### Required work
Each entry has to be reproduced in full, exactly as given.
==== Data listing ====
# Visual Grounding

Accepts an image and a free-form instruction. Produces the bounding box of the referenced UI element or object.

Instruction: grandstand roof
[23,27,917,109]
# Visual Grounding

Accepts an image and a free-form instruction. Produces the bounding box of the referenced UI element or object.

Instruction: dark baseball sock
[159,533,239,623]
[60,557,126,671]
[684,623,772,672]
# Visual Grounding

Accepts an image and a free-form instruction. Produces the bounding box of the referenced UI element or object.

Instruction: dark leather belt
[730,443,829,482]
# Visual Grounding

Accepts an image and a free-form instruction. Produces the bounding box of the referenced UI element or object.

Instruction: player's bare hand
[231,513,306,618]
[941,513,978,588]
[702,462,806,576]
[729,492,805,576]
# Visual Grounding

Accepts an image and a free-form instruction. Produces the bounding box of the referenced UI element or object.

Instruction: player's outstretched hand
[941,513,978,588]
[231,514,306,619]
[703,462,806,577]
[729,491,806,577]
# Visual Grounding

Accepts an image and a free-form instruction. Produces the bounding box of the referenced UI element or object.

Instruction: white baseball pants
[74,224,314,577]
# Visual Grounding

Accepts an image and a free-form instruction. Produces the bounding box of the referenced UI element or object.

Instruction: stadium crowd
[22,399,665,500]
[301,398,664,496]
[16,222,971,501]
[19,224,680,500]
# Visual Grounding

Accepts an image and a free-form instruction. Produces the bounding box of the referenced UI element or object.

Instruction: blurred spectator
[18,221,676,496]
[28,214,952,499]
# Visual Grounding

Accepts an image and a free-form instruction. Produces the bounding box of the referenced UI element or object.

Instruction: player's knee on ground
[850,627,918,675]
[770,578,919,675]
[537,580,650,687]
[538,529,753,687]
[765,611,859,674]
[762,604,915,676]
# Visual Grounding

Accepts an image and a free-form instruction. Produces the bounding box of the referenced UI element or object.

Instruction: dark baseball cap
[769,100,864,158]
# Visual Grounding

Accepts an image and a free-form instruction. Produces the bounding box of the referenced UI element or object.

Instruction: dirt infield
====
### Result
# Visual Grounding

Accepts an image and a free-form instruction. Produces the bounding box of the referenced UI element or object.

Instruction: grandstand roof
[23,27,917,109]
# Visual Grounding

Accepts an image and a free-form instruction. Produces the bounding box of the referenced UI element or object.

Instruction: dark baseball sock
[159,533,239,623]
[60,557,126,671]
[684,623,772,672]
# Visual Grounding

Accepts an image and a free-form instruction. Produces the bounding box of the referenced UI element or object.

Instruction: dark leather belt
[730,443,829,482]
# Visual Grounding

Accepts an image and a free-form instruction. Produces the bounding box of the referenced UI element or object.

Instruction: player's bare hand
[231,513,306,618]
[941,513,978,588]
[702,462,806,576]
[729,492,805,576]
# Visual Grounding

Accepts an image and a free-form instruction. Produces the bounding box of the referenced UI element or object.

Instruction: player's outstretched hand
[941,513,978,588]
[231,514,306,619]
[703,462,806,577]
[729,491,806,577]
# Visual Grounding

Accepts an image and a free-form instruction. Produces the bounding box of the referenced UI element or object.

Instruction: white baseball pants
[74,224,314,577]
# Visual Grounding

Accepts an image and a free-form instruction. Produces the bounding box of the referenced UI element or object.

Instruction: stadium crowd
[22,399,665,500]
[301,398,664,496]
[16,222,971,501]
[19,224,680,500]
# Visual Grounding

Accepts an image and a free-form instruction. Produces the bounding box of the referenced UI element or object.

Instruction: blurred spectator
[18,221,676,496]
[28,214,952,499]
# Visual Grounding

Accepts an image and a free-form instruction. Produces the bounding box of the referenced UI element or object.

Instruction: player's knee on ground
[850,627,918,675]
[770,578,919,675]
[537,580,650,687]
[538,529,753,687]
[765,611,859,674]
[762,604,915,676]
# Visual Grounding

Accepts an image and a free-form instruction. Produces the bounding box of the referenced UI element or object.

Instruction: dark baseball cap
[769,100,864,158]
# Visual Grounding

Accepts an image and a free-form instruction. Produces the bounding box of the referenced UI element or object.

Instruction: dirt infield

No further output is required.